▶ Exercise:
Copy the data from the line that contains "Target: murky green water" to its last line, exactly, including both of those lines and leaving out everything before.

▶ Data to process:
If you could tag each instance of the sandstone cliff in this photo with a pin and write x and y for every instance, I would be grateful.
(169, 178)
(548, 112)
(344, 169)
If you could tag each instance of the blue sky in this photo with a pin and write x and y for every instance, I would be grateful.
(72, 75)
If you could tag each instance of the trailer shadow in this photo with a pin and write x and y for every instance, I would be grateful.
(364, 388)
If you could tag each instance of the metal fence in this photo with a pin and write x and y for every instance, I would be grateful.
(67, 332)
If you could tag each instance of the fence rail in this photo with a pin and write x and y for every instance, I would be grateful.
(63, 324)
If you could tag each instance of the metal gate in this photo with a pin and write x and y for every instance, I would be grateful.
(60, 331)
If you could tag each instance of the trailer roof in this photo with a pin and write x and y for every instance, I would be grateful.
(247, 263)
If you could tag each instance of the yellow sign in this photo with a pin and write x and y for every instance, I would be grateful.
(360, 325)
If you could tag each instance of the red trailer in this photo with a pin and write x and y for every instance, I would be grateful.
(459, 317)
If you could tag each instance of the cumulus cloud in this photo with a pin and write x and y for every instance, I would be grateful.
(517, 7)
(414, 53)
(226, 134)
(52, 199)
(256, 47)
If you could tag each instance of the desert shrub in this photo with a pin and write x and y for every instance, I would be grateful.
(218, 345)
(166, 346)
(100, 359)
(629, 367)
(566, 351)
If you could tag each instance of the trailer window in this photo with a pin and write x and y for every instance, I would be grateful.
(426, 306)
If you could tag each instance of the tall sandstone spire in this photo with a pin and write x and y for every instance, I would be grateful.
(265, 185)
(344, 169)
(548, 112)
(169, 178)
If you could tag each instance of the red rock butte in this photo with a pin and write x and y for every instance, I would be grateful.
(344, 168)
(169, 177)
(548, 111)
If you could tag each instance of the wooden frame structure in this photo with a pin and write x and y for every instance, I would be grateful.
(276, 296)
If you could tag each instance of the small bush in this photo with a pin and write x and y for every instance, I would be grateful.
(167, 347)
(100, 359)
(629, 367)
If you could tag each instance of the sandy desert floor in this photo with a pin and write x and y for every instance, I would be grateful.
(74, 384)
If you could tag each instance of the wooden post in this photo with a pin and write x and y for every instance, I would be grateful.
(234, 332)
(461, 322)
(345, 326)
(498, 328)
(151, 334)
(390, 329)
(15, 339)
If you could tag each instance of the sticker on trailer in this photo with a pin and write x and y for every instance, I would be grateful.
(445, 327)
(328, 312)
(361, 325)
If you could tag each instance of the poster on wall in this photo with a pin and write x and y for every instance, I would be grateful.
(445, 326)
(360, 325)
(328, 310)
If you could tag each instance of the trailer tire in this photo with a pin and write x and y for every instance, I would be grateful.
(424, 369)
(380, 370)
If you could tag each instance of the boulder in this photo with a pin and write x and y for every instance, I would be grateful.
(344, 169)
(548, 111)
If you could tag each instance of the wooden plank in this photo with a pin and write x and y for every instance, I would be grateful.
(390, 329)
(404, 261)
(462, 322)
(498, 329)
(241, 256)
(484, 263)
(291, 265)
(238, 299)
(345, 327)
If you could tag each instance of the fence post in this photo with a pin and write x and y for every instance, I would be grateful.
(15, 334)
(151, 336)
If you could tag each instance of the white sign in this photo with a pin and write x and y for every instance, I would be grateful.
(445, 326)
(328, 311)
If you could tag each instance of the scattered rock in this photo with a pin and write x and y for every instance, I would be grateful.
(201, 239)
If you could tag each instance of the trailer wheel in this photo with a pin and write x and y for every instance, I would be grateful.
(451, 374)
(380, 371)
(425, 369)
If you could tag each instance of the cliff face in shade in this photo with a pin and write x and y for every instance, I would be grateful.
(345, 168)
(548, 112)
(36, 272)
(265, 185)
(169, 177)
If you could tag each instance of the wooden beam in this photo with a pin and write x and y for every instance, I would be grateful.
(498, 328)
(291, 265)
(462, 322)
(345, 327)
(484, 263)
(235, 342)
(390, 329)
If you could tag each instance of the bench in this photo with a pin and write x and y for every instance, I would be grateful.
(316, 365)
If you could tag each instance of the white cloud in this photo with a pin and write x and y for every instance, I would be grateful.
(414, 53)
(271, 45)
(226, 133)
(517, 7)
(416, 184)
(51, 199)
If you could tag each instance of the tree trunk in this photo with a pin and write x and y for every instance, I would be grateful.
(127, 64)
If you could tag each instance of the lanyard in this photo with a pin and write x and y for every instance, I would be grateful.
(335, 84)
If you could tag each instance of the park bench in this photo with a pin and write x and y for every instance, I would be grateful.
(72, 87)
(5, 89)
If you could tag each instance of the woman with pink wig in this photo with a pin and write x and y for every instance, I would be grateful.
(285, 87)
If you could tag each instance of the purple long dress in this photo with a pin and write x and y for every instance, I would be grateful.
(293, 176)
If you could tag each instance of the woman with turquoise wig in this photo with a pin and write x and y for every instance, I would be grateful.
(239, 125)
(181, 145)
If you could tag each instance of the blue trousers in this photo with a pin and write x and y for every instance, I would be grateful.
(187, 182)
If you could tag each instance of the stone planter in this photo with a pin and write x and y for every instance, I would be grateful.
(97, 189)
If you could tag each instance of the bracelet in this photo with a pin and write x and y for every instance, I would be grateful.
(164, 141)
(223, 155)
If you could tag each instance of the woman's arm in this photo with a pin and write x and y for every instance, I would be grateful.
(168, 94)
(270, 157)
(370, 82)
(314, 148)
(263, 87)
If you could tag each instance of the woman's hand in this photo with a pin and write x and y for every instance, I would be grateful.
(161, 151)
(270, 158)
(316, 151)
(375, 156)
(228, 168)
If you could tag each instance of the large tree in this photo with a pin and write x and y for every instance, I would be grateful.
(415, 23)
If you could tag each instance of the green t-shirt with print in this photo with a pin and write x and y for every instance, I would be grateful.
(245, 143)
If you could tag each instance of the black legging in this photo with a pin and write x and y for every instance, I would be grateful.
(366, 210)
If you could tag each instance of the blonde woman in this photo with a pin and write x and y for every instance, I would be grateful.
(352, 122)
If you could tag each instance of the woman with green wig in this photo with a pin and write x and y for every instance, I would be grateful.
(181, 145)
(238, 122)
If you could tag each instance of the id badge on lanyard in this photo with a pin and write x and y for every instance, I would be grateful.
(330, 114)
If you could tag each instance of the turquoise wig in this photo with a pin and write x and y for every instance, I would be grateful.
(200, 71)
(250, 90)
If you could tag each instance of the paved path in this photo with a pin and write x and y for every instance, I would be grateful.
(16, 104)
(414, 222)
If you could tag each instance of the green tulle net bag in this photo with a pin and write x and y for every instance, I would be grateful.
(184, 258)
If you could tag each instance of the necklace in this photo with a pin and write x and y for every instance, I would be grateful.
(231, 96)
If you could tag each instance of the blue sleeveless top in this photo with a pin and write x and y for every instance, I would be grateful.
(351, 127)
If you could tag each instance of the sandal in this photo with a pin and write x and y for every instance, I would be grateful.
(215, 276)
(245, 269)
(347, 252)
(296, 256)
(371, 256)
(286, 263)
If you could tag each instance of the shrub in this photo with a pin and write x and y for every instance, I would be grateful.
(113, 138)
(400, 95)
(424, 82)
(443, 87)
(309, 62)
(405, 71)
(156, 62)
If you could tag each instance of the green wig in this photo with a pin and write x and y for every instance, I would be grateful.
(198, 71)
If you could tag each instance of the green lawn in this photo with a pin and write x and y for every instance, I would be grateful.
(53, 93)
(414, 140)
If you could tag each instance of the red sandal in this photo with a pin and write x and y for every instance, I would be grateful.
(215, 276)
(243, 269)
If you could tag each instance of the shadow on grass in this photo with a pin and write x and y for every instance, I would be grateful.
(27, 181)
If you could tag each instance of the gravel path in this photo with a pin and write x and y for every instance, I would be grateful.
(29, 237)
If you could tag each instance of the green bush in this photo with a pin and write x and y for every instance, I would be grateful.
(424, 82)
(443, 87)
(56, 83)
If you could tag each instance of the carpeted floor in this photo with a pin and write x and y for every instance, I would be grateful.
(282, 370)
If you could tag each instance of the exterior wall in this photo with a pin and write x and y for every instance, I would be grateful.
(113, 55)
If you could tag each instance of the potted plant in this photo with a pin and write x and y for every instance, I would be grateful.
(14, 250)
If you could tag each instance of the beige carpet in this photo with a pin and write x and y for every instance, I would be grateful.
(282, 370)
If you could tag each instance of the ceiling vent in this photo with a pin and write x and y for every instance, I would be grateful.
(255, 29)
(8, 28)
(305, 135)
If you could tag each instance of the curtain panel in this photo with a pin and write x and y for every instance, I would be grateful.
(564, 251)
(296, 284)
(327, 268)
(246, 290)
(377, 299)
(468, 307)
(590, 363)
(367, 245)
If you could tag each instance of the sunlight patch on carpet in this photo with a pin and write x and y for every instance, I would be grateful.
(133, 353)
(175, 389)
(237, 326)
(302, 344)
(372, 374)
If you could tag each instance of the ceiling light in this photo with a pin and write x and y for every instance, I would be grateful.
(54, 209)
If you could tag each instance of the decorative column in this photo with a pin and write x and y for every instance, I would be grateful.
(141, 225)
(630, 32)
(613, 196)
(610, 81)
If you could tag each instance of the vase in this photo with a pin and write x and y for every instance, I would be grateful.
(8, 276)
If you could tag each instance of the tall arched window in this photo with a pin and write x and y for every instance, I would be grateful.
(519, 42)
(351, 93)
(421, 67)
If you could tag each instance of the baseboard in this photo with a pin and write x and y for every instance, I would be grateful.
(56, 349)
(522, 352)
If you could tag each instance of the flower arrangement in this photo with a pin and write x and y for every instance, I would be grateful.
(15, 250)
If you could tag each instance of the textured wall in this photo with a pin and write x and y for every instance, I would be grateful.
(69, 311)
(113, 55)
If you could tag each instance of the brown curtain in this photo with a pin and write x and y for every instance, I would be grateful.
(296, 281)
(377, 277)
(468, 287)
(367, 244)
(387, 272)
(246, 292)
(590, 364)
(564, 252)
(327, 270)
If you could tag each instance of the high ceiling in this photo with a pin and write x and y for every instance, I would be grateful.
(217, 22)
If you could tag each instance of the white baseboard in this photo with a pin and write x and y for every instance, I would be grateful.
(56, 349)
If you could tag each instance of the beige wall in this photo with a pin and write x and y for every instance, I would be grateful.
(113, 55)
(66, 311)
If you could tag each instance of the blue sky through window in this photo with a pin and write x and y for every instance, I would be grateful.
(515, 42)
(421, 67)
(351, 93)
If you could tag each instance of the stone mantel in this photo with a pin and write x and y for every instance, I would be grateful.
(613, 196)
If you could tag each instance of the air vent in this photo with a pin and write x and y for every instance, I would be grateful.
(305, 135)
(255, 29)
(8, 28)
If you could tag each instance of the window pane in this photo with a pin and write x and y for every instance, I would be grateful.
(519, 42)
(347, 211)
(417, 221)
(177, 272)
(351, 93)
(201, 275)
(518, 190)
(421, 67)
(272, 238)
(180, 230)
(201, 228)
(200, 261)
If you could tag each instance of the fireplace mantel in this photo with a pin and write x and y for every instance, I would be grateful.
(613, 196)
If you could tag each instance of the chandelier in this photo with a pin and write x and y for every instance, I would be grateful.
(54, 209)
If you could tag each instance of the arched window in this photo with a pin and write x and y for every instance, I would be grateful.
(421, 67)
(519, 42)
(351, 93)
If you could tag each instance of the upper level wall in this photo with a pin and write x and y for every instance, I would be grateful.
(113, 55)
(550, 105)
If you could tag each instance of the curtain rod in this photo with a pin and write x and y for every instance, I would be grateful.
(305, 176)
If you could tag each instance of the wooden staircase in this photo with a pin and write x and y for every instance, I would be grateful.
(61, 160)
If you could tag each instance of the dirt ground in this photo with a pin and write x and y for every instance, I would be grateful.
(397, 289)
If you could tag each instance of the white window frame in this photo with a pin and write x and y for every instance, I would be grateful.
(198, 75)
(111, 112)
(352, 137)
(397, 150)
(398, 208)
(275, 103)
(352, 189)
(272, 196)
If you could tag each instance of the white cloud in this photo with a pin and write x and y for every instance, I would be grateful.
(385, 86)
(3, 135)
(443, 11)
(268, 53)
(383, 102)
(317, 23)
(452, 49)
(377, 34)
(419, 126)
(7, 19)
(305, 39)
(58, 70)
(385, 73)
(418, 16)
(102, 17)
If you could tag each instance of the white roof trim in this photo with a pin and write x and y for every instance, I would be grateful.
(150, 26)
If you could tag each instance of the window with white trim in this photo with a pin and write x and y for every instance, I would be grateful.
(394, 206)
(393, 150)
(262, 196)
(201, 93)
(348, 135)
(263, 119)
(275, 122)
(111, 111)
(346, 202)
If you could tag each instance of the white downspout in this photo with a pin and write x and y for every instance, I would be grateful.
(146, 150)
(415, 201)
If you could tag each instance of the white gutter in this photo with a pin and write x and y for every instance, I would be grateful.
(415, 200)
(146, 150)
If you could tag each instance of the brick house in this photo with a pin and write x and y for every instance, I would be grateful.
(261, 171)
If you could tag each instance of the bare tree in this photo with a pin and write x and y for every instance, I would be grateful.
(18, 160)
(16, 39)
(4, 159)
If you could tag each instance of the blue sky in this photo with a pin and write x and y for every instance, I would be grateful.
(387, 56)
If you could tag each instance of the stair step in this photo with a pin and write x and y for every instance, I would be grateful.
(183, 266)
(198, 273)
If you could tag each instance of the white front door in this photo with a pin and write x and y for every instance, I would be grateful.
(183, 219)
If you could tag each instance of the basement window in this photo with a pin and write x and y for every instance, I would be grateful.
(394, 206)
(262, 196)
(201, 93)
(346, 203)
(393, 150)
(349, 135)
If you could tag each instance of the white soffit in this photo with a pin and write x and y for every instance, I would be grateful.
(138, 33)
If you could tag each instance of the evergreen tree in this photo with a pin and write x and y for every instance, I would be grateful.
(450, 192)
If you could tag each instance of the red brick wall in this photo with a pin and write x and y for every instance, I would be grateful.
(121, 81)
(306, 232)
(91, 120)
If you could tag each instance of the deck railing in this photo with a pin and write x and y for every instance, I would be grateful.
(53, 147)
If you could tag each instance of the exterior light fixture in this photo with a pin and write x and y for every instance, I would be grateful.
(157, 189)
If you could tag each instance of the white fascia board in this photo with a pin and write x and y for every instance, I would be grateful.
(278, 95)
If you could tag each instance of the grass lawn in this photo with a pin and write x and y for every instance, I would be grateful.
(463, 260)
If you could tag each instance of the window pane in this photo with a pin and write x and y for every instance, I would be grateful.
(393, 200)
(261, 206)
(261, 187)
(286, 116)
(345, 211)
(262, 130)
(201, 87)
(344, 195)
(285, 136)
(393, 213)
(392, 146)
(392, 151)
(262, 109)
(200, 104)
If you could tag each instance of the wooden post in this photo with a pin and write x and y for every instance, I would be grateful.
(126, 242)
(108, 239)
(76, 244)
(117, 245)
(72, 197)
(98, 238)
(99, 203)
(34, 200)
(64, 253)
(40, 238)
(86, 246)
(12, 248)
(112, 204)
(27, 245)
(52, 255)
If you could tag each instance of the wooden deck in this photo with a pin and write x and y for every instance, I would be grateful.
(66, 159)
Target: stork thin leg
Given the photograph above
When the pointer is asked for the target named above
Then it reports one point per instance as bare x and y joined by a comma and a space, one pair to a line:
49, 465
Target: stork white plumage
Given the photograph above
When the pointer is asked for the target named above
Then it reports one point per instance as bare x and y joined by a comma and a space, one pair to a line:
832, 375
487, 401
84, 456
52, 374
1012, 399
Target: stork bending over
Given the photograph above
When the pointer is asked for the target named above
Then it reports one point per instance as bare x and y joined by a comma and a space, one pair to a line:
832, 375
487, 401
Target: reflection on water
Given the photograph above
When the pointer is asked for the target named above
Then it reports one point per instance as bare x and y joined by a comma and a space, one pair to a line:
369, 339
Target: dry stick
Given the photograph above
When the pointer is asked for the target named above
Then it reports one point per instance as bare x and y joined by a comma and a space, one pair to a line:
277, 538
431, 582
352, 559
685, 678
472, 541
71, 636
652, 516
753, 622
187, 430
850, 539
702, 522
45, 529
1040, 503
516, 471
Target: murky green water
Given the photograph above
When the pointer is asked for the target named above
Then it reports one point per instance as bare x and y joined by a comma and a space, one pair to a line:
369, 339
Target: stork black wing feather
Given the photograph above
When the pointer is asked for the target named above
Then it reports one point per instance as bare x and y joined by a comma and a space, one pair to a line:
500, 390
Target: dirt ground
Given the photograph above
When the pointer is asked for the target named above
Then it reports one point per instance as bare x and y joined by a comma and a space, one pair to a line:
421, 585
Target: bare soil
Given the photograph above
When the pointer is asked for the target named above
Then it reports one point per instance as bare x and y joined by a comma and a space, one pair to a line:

▶ Problem solution:
Target: murky green water
Given the photograph above
When the pointer is asked for the target named above
Then it reports one point per instance as bare x and y joined by a comma and a space, one pair to a line:
369, 339
Target: stork black wing feather
Given the photograph above
When the pointer is asked for the target named above
Then it reports one point per instance as bare x and y joined by a comma and a space, one pair to a line:
500, 390
Target: dirt ground
Given the photograph above
When the pointer is asked for the target named above
Then it reports one point per instance as bare x and y joined by a comma and a space, one pair to a line:
421, 585
Target: bare soil
Given the photograph above
When the pointer is asked for the target named above
Then it reports one point per instance as bare x and y joined by a comma and a space, one pair to a line:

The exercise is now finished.